_PAGE EXTRACT_.

☆ ☆ ☆ ☆ ☆ ☆ ☆

The easy money of remittances from Mexican expatriates enables Mexico to avoid investing in needed infrastructure and education, protecting its small class of ultra-rich while pushing tens of millions of poor onto the backs of American taxpayers.
Among Mexican leaders, only Central Bank Gov. Guillermo Ortiz understands that American border security would ultimately be beneficial for Mexico. "It would be best to keep its people in Mexico, and it would give incentives for Mexico to create jobs that are needed," he remarked recently.
Investors Business Daily noted that rare bit of intelligence floating up from Mexico, [ Fencing In Human Capital, 10/16/06] and included a map showing the correlation between remittances, poverty and civil unrest.
Once again, the Central Bank of Mexico is on top of this, well ahead of the rest of the Mexican government.
In a 2005 study, that bank found a negative link between development and remittances 151 the more remittances, the less overall development. The bank even went so far as to suggest poverty was caused by the dependency, not the other way around.
Because most cash sent back is used for consumption, and not investment, it gives only a short-term boost to GDP.
"Evidence also suggests that members of recipient households have fewer incentives to search for alternative sources of income," the bank noted, describing a burgeoning private welfare culture. [...]
That's why the wall issue is such a tinderbox for Mexico's government. If the wall couldn't work, the government wouldn't worry. But it will. And the government knows if Mexico stops exporting people to the U.S., it will have to extensively reform the economy.
Recent news from money transfer biz shows explosive growth in remittances [Immigrants seen sending $45 bln from U.S. to Latam, Reuters 10/18/06]
Some 12.6 million, or 73 percent of all adult Latin Americans living in the United States, will send a total of around $45 billion to their countries of origin this year, up from some $30 billion in 2004, the report said.
The percentage of immigrants sending money on a regular basis has increased from 61 percent in 2004 to 73 percent in 2006, said the bank, and the average amount of each remittance also grew, from $240 to $300.
That sucking sound you hear is American wealth being transferred to the third world.

☆ ☆ ☆ ☆ ☆ ☆ ☆

_REQUIRED ACTION_. Rewrite everything in the text on Mexican remittances from "Recent news from" down to "the third world.", swapping "third world" for "developing world".

_PROVIDED DATA_.

☆ ☆ ☆ ☆ ☆ ☆ ☆

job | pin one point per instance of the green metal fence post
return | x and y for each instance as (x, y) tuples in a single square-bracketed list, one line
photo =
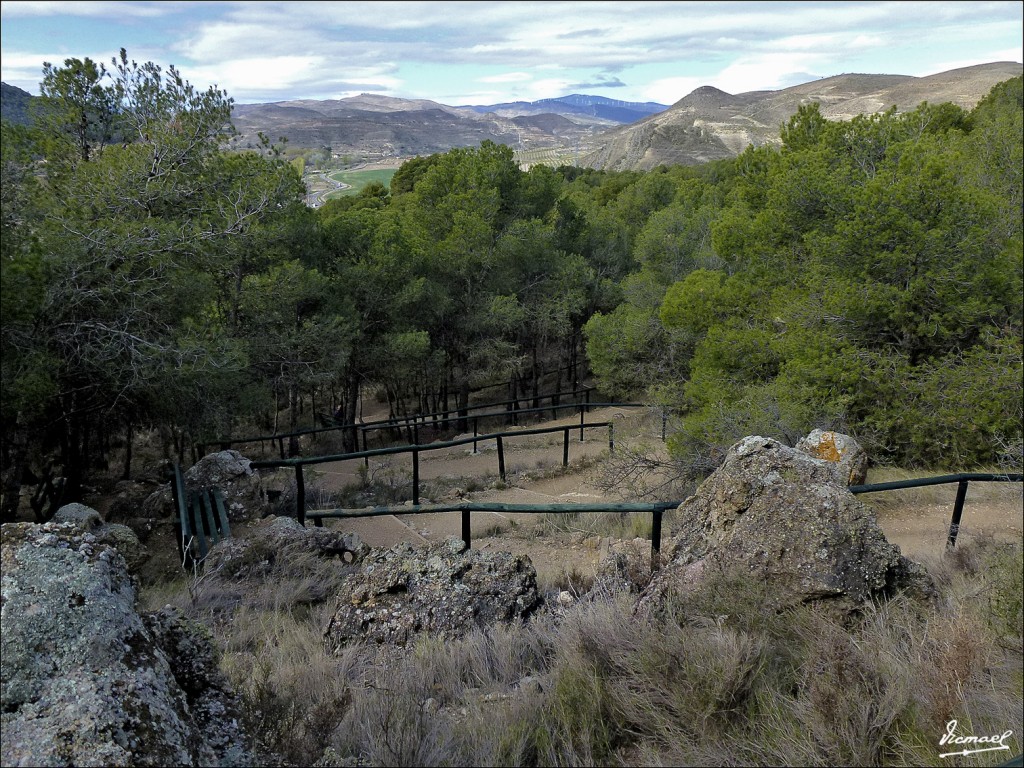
[(655, 540), (465, 527), (957, 514), (300, 496), (416, 477)]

☆ ☆ ☆ ☆ ☆ ☆ ☆

_RESPONSE_.
Recent news from money transfer biz shows explosive growth in remittances [Immigrants seen sending $45 bln from U.S. to Latam, Reuters 10/18/06]
Some 12.6 million, or 73 percent of all adult Latin Americans living in the United States, will send a total of around $45 billion to their countries of origin this year, up from some $30 billion in 2004, the report said.
The percentage of immigrants sending money on a regular basis has increased from 61 percent in 2004 to 73 percent in 2006, said the bank, and the average amount of each remittance also grew, from $240 to $300.
That sucking sound you hear is American wealth being transferred to the developing world.